__Excerpted passage__
Cookbook¶

A hands-on guide to every feature in rusket — from market basket analysis to billion-scale collaborative filtering.

Setup¶

pip install rusket

import numpy as np
import pandas as pd
import polars as pl
from rusket import FPGrowth, Eclat, FPGrowth, association_rules
from rusket import ALS, eALS, BPR, PrefixSpan, HUPM, Recommender

1. Market Basket Analysis — Grocery Retail¶

Business context¶

A supermarket chain wants to identify which product combinations appear most frequently in customer baskets. The output drives:

"Frequently Bought Together" widgets on the self-checkout screen
Shelf adjacency decisions (place high-lift pairs closer together)
Promotional bundles (discount pairs with high confidence but low current margin)

Prepare the basket data and find frequent combinations¶

import numpy as np
import pandas as pd
from rusket import FPGrowth

np.random.seed(42)

categories = {
    "Milk": 0.55, "Bread": 0.52, "Butter": 0.36, "Eggs": 0.41,
    "Cheese": 0.28, "Yogurt": 0.22, "Coffee": 0.31, "Tea": 0.18,
    "Sugar": 0.20, "Apples": 0.25, "Bananas": 0.30, "Oranges": 0.15,
    "Chicken": 0.35, "Pasta": 0.27, "Tomato Sauce": 0.26, "Onions": 0.40,
}

n_receipts = 10_000
df_long = pd.DataFrame(
    [(receipt, product)
     for receipt in range(n_receipts)
     for product, prob in categories.items()
     if np.random.rand() < prob],
    columns=["receipt_id", "product"],
)

miner = FPGrowth.from_transactions(
    df_long,
    transaction_col="receipt_id",
    item_col="product",
    min_support=0.05,
    use_colnames=True,
)
freq = miner.mine()
print(f"Found {len(freq):,} frequent product combinations")
top_combos = freq.sort_values("support", ascending=False)

Generate cross-sell rules¶

# Rules are now accessible directly from the miner instance
rules = miner.association_rules(min_threshold=0.3)
actionable = rules[(rules["confidence"] > 0.45) & (rules["lift"] > 1.2)]
print(actionable.sort_values("lift", ascending=False).head(10))

Limit itemset length for large catalogues¶

miner_pairs = FPGrowth.from_transactions(
    df_long,
    transaction_col="receipt_id",
    item_col="product",
    min_support=0.02,
    max_len=2,
    use_colnames=True,
)
freq_pairs = miner_pairs.mine()

2. ECLAT — When to Use vs FPGrowth¶

ECLAT uses a vertical bitset representation. It is faster than FPGrowth for sparse datasets.

from rusket import Eclat

freq_ec = Eclat.from_transactions(
    df_long,
    transaction_col="receipt_id",
    item_col="product",
    min_support=0.05,
    use_colnames=True,
).mine()

__Activity A__
In the rusket cookbook, rewrite the paragraph beginning "A supermarket chain wants" as a short list, keeping the goal and the three uses it names.
__Activity B__
Print the section of the rusket cookbook that begins with the words "Promotional bundles (discount" and ends after "np.random.seed(42)".

__Exercise data__
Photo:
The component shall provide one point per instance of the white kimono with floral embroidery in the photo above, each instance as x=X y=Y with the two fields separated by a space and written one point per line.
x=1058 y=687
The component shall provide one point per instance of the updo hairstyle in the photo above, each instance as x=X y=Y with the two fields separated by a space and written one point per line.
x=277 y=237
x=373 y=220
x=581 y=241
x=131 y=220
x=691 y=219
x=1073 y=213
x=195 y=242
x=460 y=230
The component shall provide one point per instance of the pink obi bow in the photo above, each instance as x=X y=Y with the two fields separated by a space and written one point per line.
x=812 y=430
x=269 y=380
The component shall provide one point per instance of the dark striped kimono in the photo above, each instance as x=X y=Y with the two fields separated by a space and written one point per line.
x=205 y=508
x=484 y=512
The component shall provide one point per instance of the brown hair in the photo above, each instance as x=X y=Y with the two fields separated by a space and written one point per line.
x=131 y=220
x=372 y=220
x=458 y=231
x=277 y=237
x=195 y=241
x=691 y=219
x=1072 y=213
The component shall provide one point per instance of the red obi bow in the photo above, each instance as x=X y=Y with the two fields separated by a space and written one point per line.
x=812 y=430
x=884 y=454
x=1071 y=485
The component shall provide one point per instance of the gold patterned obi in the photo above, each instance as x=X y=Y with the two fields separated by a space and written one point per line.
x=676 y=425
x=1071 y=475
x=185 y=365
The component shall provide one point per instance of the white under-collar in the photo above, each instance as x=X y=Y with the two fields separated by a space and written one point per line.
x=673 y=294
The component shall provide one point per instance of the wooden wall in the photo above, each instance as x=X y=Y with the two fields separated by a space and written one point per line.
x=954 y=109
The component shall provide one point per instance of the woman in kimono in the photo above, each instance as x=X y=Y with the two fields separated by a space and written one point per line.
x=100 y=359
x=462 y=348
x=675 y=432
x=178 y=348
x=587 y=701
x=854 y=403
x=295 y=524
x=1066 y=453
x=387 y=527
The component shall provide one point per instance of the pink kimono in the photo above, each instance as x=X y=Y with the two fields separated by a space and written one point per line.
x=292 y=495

...

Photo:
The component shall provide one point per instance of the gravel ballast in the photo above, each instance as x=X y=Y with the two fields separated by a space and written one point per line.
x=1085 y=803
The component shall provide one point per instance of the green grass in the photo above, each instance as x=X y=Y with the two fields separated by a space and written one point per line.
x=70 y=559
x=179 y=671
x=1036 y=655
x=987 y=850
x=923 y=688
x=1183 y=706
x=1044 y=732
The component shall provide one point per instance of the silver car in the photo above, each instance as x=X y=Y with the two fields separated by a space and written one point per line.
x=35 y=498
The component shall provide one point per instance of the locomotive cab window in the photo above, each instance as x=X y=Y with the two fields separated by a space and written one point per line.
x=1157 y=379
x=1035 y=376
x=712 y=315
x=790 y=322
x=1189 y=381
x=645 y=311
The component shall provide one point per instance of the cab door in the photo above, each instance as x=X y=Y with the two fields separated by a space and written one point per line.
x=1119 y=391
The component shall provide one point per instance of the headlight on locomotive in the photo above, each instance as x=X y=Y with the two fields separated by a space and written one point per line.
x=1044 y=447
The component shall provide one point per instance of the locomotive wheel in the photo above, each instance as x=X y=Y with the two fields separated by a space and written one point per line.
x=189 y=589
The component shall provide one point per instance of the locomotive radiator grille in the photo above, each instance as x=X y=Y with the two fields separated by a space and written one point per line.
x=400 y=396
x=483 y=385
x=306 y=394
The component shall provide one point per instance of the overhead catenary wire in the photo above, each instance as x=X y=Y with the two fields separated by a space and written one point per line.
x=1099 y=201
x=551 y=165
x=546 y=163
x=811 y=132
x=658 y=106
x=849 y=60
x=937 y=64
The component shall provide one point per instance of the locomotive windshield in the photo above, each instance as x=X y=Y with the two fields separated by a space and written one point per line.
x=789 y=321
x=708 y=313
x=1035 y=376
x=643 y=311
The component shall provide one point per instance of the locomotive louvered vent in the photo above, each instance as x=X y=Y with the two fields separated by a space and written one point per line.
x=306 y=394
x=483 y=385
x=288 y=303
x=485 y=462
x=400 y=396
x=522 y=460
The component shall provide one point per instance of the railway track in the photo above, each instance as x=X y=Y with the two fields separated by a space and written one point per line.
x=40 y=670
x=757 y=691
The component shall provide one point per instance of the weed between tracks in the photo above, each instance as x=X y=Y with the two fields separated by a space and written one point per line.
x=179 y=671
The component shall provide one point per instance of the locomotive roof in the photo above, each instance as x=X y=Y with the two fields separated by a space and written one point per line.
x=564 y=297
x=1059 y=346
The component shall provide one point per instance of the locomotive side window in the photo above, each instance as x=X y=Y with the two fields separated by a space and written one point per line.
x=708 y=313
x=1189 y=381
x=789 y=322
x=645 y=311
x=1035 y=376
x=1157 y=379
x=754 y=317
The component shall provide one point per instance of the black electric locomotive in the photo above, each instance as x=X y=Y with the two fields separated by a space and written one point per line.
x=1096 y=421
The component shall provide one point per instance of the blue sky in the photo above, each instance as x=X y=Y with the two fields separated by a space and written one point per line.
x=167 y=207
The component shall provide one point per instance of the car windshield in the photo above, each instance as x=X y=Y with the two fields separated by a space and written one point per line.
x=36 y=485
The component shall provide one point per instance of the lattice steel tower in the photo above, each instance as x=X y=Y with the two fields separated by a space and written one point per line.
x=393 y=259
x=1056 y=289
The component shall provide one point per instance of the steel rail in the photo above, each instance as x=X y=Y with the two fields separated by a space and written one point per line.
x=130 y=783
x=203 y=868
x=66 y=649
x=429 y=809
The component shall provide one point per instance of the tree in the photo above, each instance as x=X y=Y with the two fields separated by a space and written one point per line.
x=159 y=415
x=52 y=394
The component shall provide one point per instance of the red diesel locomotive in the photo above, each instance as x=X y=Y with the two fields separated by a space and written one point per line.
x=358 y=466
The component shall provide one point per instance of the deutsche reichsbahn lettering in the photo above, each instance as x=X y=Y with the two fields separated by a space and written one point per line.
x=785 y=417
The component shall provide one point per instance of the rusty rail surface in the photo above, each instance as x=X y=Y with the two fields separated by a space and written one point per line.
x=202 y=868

__Expected output A__
- Goal: find which product combinations show up most often in customer baskets at a supermarket chain.
- The output drives:
  - "Frequently Bought Together" widgets on the self-checkout screen
  - Shelf adjacency decisions, placing high-lift pairs closer together
  - Promotional bundles, discounting pairs with high confidence but low current margin

__Expected output B__
Promotional bundles (discount pairs with high confidence but low current margin)

Prepare the basket data and find frequent combinations¶

import numpy as np
import pandas as pd
from rusket import FPGrowth

np.random.seed(42)